>> START Supplied data

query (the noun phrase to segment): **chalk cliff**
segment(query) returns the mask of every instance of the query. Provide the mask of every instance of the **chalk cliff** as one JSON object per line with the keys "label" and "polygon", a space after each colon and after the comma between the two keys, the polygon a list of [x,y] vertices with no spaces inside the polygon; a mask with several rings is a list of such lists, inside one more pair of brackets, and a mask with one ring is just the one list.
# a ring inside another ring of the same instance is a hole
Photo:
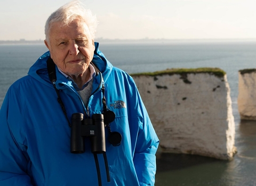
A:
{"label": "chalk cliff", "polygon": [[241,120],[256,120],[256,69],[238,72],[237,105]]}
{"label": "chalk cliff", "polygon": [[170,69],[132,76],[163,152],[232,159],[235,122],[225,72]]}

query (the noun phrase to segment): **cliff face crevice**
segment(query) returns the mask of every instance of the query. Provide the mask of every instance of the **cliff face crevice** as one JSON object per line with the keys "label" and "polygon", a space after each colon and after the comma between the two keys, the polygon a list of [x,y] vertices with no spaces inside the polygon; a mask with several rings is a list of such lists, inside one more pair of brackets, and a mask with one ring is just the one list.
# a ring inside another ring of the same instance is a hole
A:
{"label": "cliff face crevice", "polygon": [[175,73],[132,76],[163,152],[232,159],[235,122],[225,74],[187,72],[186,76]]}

>> END Supplied data
>> START Supplied data

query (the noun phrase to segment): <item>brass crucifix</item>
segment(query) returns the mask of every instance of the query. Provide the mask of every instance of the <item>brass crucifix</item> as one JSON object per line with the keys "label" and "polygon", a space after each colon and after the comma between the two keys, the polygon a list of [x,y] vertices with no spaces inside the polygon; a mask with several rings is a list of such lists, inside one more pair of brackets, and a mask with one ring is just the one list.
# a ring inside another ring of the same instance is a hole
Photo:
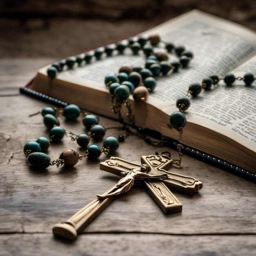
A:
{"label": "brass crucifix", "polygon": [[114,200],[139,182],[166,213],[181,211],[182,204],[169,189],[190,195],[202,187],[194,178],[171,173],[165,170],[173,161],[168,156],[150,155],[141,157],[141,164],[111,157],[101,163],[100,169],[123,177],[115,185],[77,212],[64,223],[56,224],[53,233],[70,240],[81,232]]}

>> END Supplied data

Given task - Report, copied in full, every line of the rows above that contains the word "noun".

Exercise answer -
query (the noun phrase to segment): **chalk cliff**
query (the noun phrase to segment): **cliff face crevice**
query (the noun phrase to segment): <item>brass crucifix</item>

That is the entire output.